DATA SHOWN
=== Section Start ===

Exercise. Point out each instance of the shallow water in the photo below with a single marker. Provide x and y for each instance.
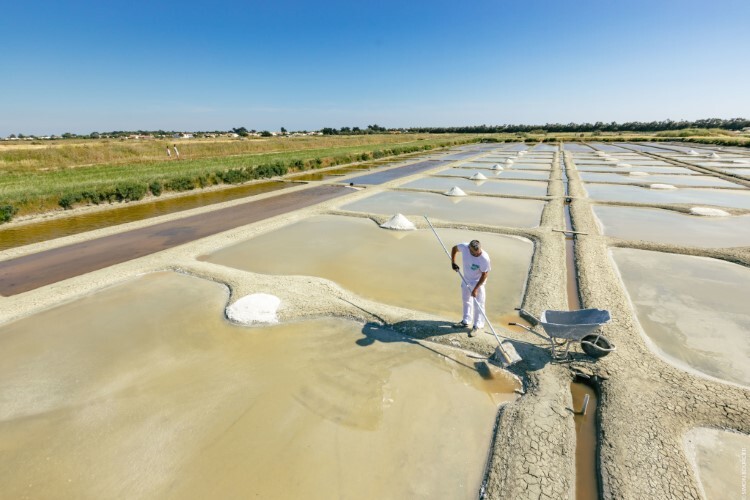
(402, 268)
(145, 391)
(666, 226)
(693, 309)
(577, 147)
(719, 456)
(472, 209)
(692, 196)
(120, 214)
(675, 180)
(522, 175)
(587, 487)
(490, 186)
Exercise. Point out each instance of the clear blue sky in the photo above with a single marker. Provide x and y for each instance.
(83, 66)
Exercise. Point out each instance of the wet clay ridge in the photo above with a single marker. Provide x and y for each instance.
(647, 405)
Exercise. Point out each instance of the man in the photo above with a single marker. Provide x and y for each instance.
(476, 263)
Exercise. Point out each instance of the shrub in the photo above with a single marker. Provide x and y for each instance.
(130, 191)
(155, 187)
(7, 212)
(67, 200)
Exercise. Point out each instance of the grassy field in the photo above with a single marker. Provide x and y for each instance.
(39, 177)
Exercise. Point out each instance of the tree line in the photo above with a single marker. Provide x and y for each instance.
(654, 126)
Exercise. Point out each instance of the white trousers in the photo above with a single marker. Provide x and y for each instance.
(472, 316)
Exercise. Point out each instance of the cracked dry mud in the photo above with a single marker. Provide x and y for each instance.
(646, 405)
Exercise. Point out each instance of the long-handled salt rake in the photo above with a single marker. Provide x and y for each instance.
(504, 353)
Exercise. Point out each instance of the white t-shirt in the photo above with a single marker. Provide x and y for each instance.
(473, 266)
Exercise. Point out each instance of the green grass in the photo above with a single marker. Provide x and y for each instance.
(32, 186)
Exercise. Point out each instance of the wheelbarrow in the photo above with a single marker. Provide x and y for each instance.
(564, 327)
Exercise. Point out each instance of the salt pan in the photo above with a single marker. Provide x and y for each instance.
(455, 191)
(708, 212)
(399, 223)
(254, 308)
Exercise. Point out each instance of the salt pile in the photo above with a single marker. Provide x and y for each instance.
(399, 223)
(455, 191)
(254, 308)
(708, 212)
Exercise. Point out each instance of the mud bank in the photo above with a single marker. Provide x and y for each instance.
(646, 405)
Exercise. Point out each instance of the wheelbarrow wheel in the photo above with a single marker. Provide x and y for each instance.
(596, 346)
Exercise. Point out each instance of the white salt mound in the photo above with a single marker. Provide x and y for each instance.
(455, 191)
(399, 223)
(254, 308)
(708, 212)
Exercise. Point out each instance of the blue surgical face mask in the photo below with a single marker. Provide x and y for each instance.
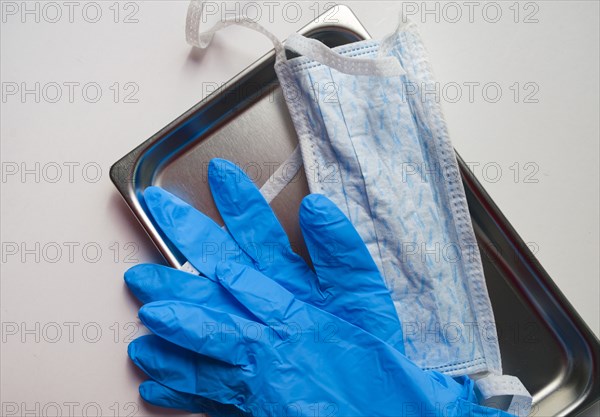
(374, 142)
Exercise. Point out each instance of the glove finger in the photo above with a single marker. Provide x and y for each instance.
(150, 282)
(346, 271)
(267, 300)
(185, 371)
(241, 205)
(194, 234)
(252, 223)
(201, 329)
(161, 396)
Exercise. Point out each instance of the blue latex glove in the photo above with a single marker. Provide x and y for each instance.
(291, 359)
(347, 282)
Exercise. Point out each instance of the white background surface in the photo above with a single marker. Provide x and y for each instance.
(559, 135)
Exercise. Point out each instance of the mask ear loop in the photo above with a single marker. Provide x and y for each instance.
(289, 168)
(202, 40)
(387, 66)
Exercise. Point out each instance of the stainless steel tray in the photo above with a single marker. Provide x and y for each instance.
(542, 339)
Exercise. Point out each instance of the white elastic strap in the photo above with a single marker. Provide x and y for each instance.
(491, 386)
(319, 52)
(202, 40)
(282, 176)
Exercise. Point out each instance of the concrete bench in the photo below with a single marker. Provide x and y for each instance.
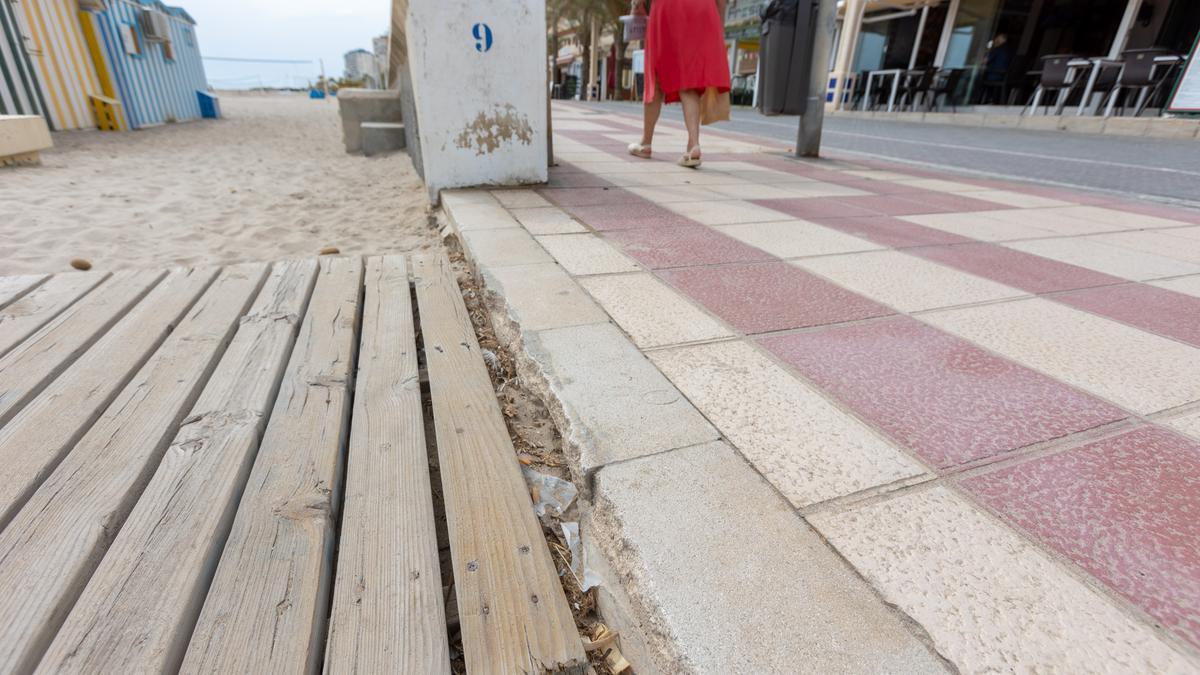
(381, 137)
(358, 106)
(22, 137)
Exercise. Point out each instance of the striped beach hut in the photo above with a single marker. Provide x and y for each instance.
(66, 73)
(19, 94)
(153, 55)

=== Section End ===

WHAT TO DO
All of the material must be given again exactly, though no picture may appear in the copy.

EXERCISE ANSWER
Exercise. Point out each instance of the shallow water in the photo below with a single marker. Provide x and y for each instance.
(402, 268)
(145, 391)
(666, 226)
(693, 309)
(577, 147)
(719, 456)
(472, 209)
(692, 196)
(120, 214)
(675, 180)
(522, 175)
(587, 487)
(490, 186)
Exercise. Point out each instance of the clear blue sky in the photo above with a single marker. Provide x and y for each instance.
(83, 66)
Exercise. Point out each instance of the wet clay ridge in the photo above with a single marker. Provide x and y for each instance.
(647, 405)
Exercise. Point out each instance of the man in the photo above with a single marker. Provide x and y for each instance.
(476, 263)
Exercise. Point out each instance of the shrub in the photo above with a single marker. Provide x and y for each instance.
(130, 191)
(155, 187)
(7, 212)
(67, 200)
Exercise. Point out each instance of the grassy field in the photo above with a single marker. Provide x and y for each instance.
(39, 177)
Exercise. Point out each instance of the tree line in the photo above with a single marker. Provide x and y for each instance.
(654, 126)
Exercise. Point out each instance of the white trousers in the photo above with a single marker. Provide x and y for each instance.
(472, 316)
Exercise. Point out each instance of the cracked dry mud in the photo above with a single marker. Provide x and y for each instance.
(646, 405)
Exercise. Point out each instance of the long-handled salt rake in the photo above with a single marker. Provide x and y for each instance.
(504, 353)
Exercise. Point out each instance of the white t-shirt in the photo above with a single marker. Provide x and y for each instance.
(473, 266)
Exercise. Point out each instance of the green grass in the photo above with a single marker. Provide x and y for each instance.
(32, 186)
Exercise. Point out each instance of the wheelbarrow in the photo above with a single marker. Provide x and y for each instance.
(564, 327)
Exercise. Point out each instance of the salt pan in the photo above with a single marker. Provide x and y for each instance.
(455, 191)
(708, 212)
(399, 223)
(254, 308)
Exercise. Point out each instance of the salt pile in the photo above with a single marker. Provide x and y for each instance.
(399, 223)
(455, 191)
(254, 308)
(708, 212)
Exercise. Point out each instance of the mud bank in the photo above with a single marker. Provide x and y for each instance.
(646, 405)
Exercise. Point out each instance of the wheelbarrow wheel in the photo above with a single marker. Provide x and y for each instance.
(596, 346)
Exercise. Point out each instance of the white salt mound in the photo above with a single marker. Provide x and y for each instance.
(455, 191)
(399, 223)
(254, 308)
(708, 212)
Exercise. Point out each instance of the blue surgical face mask in the photo below with a single marker. Provide x and y for each instance.
(374, 142)
Exercise. Point out each instance of the glove finger in the photo above with a single marker. Provide x and y for each instance.
(150, 282)
(346, 271)
(267, 300)
(185, 371)
(241, 205)
(194, 234)
(252, 223)
(201, 329)
(161, 396)
Exercise. Point out each instance of the blue latex glove in the photo above with a single marker. Provide x and y for each instance.
(291, 359)
(347, 282)
Exercise. Point out each instance of the white background surface in the photo above with a single marker. Provide x and y for each instance.
(559, 135)
Exercise. Point out each instance of the mask ear loop in the photo above with a single marker. Provide x and y for each instance.
(289, 168)
(202, 40)
(387, 66)
Exercise. Point out each instance of the stainless steel tray in the photo above with a single marker. Provide x and y for each instance.
(542, 339)
Exercise. Point out each instance of the white elastic strap in the photo above with a single marker. Provide x and y for each instance.
(491, 386)
(319, 52)
(202, 40)
(282, 176)
Exercise. Point out each instance of the concrete bench in the photo below with a single marker. Provide x and y for each instance.
(381, 137)
(358, 106)
(22, 137)
Exercise. Point out each instance of the striped beach hut in the photo above with a single marker. Provide x and y for each instance.
(66, 73)
(19, 94)
(153, 55)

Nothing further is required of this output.